[SELECTED EXCERPT]
# # # # # # #

Q And as I understand your evidence you had input into that changing because you thought the draft as we see at page 764 was wrong.
A Yes.

Q Again, if I understand what you said correctly it was your intention to convey that the research aspects which were adjuncts to the clinical investigation had received ethical approval, and what was going on in your mind was the 16295, is that right?
A Yes, this is a reference to the pro forma-driven analysis conducted by Dr Dhillon.

Q Very well. Finally can I come on to what was circulated after this October 1997 draft? We have seen this morning that in January you wrote to Professor Walker-Smith and Dr Murch to say that they would receive galley proofs within a week or so, but can I suggest that Dr Murch never in fact received one and in fact the last version that he saw of a draft of The Lancet was this October version rather than the final galley proofs?
A Again, I communicated to my colleagues that it would be sent out. It appears that Dr Berelowitz received his copy but again I cannot account for internal post at the Royal Free. If Dr Murch says he did not get it then I accept that.

# # # # # # #

[PROVIDED INFORMATION]
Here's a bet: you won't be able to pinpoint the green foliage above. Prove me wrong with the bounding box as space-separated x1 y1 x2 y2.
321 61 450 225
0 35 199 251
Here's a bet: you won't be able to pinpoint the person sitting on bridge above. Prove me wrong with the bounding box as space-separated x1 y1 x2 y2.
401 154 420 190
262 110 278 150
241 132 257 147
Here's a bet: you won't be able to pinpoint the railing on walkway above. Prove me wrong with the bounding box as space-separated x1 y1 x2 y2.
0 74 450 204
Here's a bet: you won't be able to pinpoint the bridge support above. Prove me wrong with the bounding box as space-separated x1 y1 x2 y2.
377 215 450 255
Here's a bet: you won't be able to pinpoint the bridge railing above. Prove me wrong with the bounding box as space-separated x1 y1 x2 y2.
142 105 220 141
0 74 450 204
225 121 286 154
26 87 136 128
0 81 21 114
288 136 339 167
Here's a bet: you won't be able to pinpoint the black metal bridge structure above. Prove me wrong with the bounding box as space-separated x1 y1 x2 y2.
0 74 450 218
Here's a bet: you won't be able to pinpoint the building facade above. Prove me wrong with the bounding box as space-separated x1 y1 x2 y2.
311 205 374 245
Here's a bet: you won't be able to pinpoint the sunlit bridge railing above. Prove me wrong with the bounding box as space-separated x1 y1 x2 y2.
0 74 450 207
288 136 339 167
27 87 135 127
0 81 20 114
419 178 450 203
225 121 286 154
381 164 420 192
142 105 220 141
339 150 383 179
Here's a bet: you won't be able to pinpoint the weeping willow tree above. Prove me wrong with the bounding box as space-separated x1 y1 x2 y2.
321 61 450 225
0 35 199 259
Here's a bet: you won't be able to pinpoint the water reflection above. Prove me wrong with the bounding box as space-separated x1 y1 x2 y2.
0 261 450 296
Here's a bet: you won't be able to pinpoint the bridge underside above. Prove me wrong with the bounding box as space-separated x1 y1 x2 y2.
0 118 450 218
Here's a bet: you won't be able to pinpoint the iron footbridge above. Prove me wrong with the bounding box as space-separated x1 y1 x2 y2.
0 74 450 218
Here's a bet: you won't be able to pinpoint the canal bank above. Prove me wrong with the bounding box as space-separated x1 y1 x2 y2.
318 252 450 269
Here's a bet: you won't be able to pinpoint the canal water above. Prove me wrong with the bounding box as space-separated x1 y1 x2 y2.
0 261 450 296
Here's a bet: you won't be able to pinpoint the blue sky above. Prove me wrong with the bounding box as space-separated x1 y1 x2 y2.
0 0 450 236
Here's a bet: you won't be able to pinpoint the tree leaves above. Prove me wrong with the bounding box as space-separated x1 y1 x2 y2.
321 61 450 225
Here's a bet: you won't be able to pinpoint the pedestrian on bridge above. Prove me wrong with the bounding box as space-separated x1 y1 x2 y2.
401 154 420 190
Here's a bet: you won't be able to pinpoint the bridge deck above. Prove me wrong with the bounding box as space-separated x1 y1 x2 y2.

# # # # # # #

In the transcript excerpt, whose pro forma-driven analysis does the witness say the reference is to? Please answer briefly. The data is separate from the transcript excerpt.

[OUTPUT FOR THIS TASK] Dr Dhillon's.